··· Materials provided
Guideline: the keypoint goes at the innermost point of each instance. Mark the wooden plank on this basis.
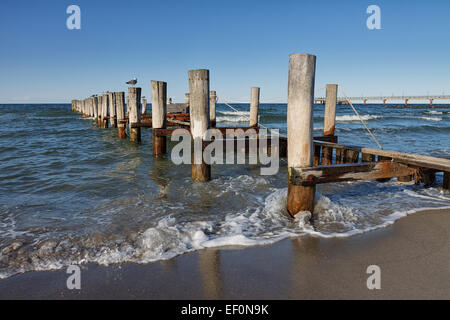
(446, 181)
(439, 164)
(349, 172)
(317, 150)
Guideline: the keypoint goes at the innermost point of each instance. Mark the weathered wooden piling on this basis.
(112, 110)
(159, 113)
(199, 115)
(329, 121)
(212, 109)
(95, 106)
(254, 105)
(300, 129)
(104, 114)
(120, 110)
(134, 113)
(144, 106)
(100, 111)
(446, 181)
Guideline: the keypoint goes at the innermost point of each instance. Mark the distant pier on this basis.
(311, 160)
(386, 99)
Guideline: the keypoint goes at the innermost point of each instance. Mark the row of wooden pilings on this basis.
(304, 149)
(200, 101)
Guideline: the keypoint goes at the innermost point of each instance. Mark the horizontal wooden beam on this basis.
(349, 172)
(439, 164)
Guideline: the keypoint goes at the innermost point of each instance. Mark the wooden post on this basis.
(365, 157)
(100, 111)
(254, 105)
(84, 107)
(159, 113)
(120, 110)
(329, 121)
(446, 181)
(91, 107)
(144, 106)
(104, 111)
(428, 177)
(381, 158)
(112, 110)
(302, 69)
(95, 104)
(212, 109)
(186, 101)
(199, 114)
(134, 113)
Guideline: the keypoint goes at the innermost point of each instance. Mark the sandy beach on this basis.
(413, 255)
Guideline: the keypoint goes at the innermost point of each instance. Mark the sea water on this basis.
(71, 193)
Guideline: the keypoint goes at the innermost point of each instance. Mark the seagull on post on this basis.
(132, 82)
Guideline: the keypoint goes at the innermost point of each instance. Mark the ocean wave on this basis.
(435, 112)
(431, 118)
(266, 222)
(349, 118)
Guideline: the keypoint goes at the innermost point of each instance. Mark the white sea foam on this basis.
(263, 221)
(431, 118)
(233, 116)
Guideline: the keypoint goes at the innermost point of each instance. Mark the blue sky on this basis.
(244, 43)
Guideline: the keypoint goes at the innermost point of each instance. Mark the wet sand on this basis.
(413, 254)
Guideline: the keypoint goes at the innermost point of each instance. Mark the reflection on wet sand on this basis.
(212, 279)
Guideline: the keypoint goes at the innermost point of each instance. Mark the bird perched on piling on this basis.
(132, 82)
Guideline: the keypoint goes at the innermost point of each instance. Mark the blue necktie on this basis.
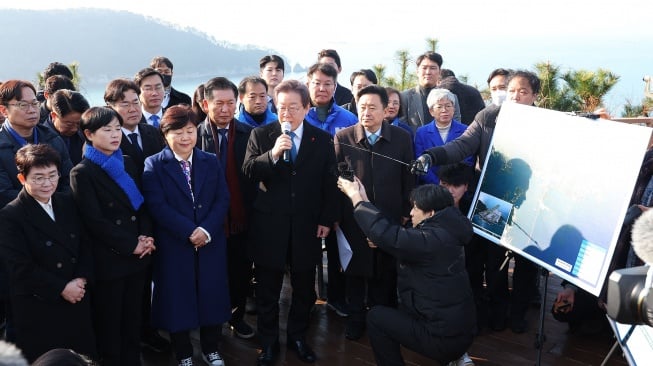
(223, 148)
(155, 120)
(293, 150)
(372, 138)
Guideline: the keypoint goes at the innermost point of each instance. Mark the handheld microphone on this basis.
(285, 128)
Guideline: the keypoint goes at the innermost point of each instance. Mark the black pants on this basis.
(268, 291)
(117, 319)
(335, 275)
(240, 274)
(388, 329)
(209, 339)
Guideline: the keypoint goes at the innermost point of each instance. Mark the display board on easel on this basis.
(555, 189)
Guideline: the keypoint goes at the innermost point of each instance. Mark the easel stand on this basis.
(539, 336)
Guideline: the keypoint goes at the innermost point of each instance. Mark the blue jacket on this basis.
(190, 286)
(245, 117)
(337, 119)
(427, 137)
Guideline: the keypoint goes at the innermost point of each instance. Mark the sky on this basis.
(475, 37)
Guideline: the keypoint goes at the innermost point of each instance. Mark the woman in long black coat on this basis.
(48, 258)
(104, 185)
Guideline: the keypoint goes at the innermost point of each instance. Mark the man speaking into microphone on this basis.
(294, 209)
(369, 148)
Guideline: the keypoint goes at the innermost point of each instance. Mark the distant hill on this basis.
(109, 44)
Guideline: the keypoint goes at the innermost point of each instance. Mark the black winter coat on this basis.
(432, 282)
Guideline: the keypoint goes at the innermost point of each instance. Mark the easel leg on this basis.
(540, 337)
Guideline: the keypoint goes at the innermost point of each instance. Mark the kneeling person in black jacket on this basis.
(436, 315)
······
→ Directions: Please return, character for character, the stretch of the listing above from the line containing "leg on this basis." through the last line of the listing.

→ Answer to the task:
Guideline: the keypoint goes at the innermost point of each instance. Mark the easel leg on this basis.
(540, 337)
Guideline: the keypoint goes at the innermost point of each instance. Mark the kneeling person in black jacket on this basis.
(436, 315)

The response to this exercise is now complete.